● **Tasks to perform**
1. In the excerpt on Asia-Pacific enterprises' access to finance, what is the value of collateral for low-income countries in Asia Pacific, relative to the loan value?
2. Do these statements agree with the excerpt on Asia-Pacific enterprises' access to finance? Answer yes or no for each and quote the deciding words. (a) Enterprises in Asia-Pacific tend to need a higher amount of collateral to get a loan. (b) The global average value of collateral for the other low-income countries is 220 percent of the loan value. (c) Compared to enterprises in other regions, enterprises in Asia-Pacific identify access to finance as a major constraint.

● **Text excerpt**
=== Section Start ===

Fact VII: For Enterprises, Asia-Pacific economies tend to perform well in terms of financial access but in some cases access to finance remains a constraint.

Enterprises in Asia-Pacific, both EMs and LIDCs, do not identify that access to finance is a major constraint (Figure 6), when compared to those in other regions. Enterprises in Asia-Pacific have access to checking or savings accounts and use the banking channel to facilitate their operations and investment in line with peers. Although enterprises in Asia-Pacific tend to need a higher amount of collateral to get a loan, this has not prevented Asia-Pacific firms from financial services. For example, based on an enterprise survey conducted by World Bank, the value of collateral for low-income countries in Asia Pacific is about 239 percent of the loan value while the global average for the other low-income countries is 196 percent (for Asia-Pacific EMs the average is about 220 percent compared to the global average of 192).

Figure 6.Financial Inclusion for Small and Medium Enterprises

Source: World Bank Enterprise Surveys (2017)

=== Section End ===

Dataset items:

=== Section Start ===

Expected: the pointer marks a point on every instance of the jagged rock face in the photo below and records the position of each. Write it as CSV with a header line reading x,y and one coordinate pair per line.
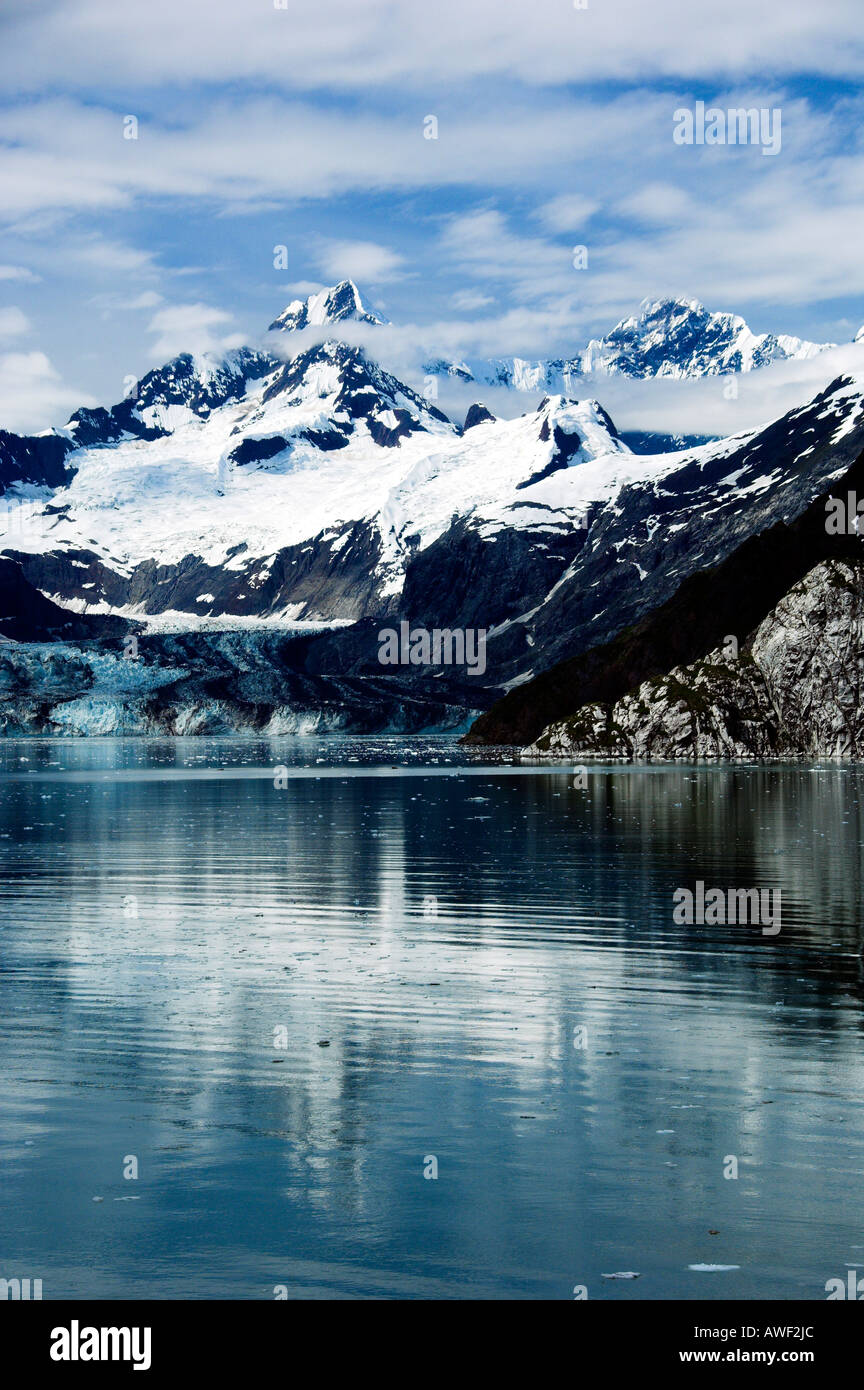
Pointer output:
x,y
39,460
795,690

=== Section End ===

● **Task results**
1. About 239 percent of the loan value.

2.
(a) Yes: "Although enterprises in Asia-Pacific tend to need a higher amount of collateral to get a loan"
(b) No: "the global average for the other low-income countries is 196 percent"
(c) No: "do not identify that access to finance is a major constraint (Figure 6), when compared to those in other regions"